Available data

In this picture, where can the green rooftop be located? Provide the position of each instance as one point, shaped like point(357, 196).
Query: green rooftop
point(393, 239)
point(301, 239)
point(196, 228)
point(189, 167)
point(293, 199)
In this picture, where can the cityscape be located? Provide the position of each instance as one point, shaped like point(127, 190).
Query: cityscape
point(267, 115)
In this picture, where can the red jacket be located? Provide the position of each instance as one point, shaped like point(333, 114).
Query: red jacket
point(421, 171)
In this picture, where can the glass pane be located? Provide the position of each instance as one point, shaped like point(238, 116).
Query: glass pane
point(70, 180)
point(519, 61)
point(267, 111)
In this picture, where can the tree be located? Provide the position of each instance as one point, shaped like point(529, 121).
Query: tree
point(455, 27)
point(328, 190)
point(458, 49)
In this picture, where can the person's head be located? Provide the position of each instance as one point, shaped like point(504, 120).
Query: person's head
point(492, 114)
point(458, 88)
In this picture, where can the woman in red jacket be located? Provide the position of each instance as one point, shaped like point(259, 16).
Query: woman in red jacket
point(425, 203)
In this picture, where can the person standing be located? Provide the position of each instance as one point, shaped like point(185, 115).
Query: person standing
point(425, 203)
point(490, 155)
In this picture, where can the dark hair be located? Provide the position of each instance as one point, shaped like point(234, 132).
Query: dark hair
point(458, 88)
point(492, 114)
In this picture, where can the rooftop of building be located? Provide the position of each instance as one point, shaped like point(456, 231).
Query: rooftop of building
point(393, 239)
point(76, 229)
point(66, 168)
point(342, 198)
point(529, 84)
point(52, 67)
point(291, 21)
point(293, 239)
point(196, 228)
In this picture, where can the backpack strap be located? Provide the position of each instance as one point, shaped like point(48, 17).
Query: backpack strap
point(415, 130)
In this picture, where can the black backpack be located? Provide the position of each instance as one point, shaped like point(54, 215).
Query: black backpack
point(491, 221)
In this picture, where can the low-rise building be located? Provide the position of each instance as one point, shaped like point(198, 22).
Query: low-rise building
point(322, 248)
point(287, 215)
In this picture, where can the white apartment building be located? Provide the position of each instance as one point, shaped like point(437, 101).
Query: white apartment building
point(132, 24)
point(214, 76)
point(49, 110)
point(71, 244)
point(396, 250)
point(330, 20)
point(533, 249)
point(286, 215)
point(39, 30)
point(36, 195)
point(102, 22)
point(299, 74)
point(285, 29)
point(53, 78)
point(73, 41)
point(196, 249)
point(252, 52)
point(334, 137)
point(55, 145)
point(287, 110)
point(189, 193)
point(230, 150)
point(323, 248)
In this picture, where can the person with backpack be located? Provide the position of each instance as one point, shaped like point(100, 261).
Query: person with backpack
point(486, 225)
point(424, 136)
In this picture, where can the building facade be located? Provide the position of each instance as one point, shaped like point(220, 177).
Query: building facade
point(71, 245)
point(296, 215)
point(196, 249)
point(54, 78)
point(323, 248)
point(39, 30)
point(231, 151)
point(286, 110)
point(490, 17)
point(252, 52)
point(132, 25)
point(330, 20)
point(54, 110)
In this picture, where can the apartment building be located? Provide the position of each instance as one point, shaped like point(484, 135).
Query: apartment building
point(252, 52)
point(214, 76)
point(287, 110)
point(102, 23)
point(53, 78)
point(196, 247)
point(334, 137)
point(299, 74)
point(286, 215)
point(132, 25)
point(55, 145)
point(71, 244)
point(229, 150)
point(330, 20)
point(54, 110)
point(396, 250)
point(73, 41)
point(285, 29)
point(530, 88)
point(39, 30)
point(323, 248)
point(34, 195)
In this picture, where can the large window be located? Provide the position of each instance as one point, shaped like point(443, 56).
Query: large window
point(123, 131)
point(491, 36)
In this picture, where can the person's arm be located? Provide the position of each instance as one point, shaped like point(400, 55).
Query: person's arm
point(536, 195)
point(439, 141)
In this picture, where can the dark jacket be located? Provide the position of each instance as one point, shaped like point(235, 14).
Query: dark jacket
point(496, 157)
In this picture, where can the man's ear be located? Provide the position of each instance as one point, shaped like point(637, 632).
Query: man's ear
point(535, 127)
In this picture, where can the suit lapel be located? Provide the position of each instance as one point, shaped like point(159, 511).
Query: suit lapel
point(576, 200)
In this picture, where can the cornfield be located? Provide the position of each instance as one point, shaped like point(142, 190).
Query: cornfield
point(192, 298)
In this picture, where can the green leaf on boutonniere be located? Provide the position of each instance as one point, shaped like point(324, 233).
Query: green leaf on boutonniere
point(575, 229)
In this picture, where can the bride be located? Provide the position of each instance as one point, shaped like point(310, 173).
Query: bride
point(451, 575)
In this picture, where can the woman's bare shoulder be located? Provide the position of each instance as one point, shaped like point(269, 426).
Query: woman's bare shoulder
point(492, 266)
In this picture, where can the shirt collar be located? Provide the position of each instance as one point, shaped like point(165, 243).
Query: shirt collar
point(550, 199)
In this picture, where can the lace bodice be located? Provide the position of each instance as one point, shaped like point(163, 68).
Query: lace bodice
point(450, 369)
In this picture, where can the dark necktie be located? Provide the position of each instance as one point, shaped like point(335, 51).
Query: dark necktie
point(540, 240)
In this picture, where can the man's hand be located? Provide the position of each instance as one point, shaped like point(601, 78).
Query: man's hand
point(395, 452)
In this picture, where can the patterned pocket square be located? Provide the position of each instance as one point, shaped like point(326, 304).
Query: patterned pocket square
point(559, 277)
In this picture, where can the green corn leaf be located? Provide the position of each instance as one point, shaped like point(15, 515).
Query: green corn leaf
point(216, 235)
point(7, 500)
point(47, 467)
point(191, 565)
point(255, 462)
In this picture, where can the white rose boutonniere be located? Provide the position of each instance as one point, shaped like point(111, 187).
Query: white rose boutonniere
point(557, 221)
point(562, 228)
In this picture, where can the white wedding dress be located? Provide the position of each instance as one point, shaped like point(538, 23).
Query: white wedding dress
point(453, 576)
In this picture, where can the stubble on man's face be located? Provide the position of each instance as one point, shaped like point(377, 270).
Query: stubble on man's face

What you need to do
Reproduce the rows from the line with "In this picture, where can the large" to the line with "point(192, 298)", substituting "black jacket" for "dark jacket" and leaving everything else unchanged.

Solution for this problem
In this picture, where can the large window be located? Provide the position of each instance as one point, shaped like point(443, 56).
Query: large window
point(123, 131)
point(491, 36)
In this picture, where can the person's arm be located? Provide the position of each instance as one point, shaped like point(400, 55).
Query: person's arm
point(536, 195)
point(439, 141)
In this picture, where can the black jacket be located? Provide the position of each instance as one point, shaped like point(235, 14).
Query: black jacket
point(496, 157)
In this picture, where can the man's ear be located? Provide the position of each instance as one point, shaped like point(637, 632).
Query: man's ear
point(535, 127)
In this picture, where can the suit lapel be located? Provide the position of each instance as one point, shaped like point(159, 511).
Query: suit lapel
point(576, 200)
In this picture, where can the cornfield be located? Provide the position of each instance as one point, shaped like point(142, 190).
Query: cornfield
point(192, 298)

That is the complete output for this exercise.